PROBLEM 1: Translate this sentence from the Mirzaganj text into Spanish: "Mirzaganj thana was established in 1812 and was turned into an upazila in 1983."
PROBLEM 2: Convert the lines of the listing into a numbered list, starting with the line containing "Q: Outline the white" and continuing through the end of the listing, and leave out any blank lines.

EXTRACT:
Mirzaganj () is an upazila of Patuakhali District in the Division of Barisal, Bangladesh.

History
At the initial stage of the War of Liberation in 1971 a large number of youths were given military training in the training centre at village Deuli of this upazila. In an encounter between the Pakistani army and the local freedom fighters on the outskirts of Mirzaganj, 32 freedom fighters lost their lives causing heavy casualties to the enemy.

Geography
Mirzaganj is located at . It has 21,345 households and a total area of 175.45 km2.

Demographics
According to the 2011 Bangladesh census, Mirzaganj had a population of 118054. Males constituted 50.06% of the population, and females 49.94%. The population aged 18 or over was 56,446. Average literacy rate is 42.1%; male 48.6%, female 35.6%.

Economy
Rudimentary Farming

Main crops
Paddy, sweet potato, lentil, chilli, sesame, linseed, ground nut etc.

Extinct and nearly extinct crops
Tobacco, jute and sugarcane.

Main fruits
Mango, jackfruit, banana, futi, watermelon.

Main exports
Banana, lentil, chili, rice.

Administration
Mirzaganj thana was established in 1812 and was turned into an upazila in 1983.

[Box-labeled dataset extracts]
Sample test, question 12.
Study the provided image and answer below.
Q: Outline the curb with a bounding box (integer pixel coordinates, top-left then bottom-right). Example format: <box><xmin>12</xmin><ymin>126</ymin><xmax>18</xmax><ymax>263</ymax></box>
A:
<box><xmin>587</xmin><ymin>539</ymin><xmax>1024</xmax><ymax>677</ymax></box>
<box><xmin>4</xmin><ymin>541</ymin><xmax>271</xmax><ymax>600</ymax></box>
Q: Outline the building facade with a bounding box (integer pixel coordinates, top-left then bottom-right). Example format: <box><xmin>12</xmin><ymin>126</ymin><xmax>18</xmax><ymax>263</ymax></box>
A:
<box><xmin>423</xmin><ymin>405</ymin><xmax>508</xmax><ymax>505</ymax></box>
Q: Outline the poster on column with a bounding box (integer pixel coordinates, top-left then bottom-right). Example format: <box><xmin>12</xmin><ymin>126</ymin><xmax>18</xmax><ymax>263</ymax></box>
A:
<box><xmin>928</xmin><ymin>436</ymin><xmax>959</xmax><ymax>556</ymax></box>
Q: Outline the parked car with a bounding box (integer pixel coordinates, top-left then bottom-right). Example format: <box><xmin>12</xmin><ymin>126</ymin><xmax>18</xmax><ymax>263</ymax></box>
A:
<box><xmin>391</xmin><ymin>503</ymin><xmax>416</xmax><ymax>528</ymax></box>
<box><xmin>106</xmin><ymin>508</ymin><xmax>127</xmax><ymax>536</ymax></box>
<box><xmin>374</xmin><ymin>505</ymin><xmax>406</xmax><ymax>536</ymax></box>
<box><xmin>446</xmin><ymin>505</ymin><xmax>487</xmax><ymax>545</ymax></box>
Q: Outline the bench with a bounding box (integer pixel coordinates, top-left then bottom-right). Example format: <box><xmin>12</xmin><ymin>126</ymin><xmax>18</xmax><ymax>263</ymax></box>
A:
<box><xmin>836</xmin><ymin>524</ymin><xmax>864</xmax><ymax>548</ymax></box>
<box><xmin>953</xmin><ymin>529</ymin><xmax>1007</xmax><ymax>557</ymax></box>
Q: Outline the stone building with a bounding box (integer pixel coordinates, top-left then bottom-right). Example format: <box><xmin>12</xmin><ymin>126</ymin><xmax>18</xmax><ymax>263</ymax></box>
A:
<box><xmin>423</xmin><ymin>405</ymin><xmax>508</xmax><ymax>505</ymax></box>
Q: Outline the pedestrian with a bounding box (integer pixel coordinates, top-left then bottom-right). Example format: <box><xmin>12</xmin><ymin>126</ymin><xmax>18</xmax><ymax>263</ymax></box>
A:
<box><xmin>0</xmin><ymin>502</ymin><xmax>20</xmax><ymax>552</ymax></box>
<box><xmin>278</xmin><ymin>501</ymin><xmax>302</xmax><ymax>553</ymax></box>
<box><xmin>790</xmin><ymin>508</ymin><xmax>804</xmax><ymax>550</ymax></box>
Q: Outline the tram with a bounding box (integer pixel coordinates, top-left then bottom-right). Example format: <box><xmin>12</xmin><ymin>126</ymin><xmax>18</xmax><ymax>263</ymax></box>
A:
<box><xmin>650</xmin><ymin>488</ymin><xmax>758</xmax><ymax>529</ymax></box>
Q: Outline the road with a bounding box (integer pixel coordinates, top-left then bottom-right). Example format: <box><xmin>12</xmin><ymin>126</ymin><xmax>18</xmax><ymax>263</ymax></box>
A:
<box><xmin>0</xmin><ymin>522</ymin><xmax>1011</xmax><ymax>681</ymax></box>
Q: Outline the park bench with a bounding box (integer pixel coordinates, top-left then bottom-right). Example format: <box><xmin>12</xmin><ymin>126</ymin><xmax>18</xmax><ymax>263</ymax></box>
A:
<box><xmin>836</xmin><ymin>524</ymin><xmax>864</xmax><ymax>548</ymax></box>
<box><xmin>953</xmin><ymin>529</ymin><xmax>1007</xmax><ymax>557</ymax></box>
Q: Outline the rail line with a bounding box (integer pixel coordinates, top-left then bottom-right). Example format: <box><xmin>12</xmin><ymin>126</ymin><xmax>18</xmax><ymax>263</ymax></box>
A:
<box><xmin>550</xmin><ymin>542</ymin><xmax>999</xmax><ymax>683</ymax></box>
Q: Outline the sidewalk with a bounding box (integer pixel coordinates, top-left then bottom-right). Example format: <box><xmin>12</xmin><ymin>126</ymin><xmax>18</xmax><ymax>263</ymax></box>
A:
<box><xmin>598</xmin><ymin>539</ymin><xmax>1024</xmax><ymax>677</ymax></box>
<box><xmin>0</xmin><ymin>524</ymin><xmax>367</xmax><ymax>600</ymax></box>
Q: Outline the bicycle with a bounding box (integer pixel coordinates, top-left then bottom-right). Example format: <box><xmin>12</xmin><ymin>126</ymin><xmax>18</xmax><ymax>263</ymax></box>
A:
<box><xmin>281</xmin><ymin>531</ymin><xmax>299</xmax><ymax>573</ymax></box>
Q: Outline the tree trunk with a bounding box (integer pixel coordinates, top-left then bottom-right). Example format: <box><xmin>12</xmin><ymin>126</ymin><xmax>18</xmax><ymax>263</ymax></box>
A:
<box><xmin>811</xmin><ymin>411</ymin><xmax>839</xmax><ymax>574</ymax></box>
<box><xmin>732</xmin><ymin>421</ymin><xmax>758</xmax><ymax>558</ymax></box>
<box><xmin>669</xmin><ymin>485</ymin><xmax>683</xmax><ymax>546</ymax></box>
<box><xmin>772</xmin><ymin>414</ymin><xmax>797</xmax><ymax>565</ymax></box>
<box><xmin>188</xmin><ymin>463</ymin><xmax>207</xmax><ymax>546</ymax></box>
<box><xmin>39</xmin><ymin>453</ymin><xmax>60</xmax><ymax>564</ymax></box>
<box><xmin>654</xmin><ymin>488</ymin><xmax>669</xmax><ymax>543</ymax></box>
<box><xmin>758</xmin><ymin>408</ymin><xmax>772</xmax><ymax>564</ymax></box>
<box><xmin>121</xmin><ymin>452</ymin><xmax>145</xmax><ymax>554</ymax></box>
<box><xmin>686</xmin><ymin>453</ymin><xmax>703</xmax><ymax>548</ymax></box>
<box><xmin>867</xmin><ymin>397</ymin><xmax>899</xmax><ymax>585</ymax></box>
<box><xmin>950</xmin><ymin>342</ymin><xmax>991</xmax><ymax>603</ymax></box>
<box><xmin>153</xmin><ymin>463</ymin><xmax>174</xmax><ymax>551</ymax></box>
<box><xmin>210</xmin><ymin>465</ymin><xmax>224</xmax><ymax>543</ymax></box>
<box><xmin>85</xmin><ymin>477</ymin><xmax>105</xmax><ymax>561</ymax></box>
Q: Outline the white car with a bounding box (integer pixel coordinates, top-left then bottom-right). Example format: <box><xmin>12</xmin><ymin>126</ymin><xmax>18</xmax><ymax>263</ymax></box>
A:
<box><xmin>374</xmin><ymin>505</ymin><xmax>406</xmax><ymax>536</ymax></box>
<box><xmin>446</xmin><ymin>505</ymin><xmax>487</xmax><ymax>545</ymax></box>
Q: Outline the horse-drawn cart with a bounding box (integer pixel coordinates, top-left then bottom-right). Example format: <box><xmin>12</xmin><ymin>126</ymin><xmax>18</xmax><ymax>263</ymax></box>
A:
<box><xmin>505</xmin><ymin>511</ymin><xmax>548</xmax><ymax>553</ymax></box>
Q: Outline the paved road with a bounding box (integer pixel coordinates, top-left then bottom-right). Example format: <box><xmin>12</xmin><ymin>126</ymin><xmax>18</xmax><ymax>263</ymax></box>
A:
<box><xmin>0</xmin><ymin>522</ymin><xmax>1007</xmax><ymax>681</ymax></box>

WRITTEN RESPONSE 1: La thana de Mirzaganj se estableció en 1812 y se convirtió en upazila en 1983.

WRITTEN RESPONSE 2:
1. Q: Outline the white car with a bounding box (integer pixel coordinates, top-left then bottom-right). Example format: <box><xmin>12</xmin><ymin>126</ymin><xmax>18</xmax><ymax>263</ymax></box>
2. A:
3. <box><xmin>374</xmin><ymin>505</ymin><xmax>406</xmax><ymax>536</ymax></box>
4. <box><xmin>446</xmin><ymin>505</ymin><xmax>487</xmax><ymax>545</ymax></box>
5. Q: Outline the horse-drawn cart with a bounding box (integer pixel coordinates, top-left then bottom-right). Example format: <box><xmin>12</xmin><ymin>126</ymin><xmax>18</xmax><ymax>263</ymax></box>
6. A:
7. <box><xmin>505</xmin><ymin>511</ymin><xmax>548</xmax><ymax>553</ymax></box>
8. Q: Outline the paved road with a bounding box (integer pixel coordinates, top-left then bottom-right). Example format: <box><xmin>12</xmin><ymin>126</ymin><xmax>18</xmax><ymax>263</ymax></box>
9. A:
10. <box><xmin>0</xmin><ymin>522</ymin><xmax>1007</xmax><ymax>681</ymax></box>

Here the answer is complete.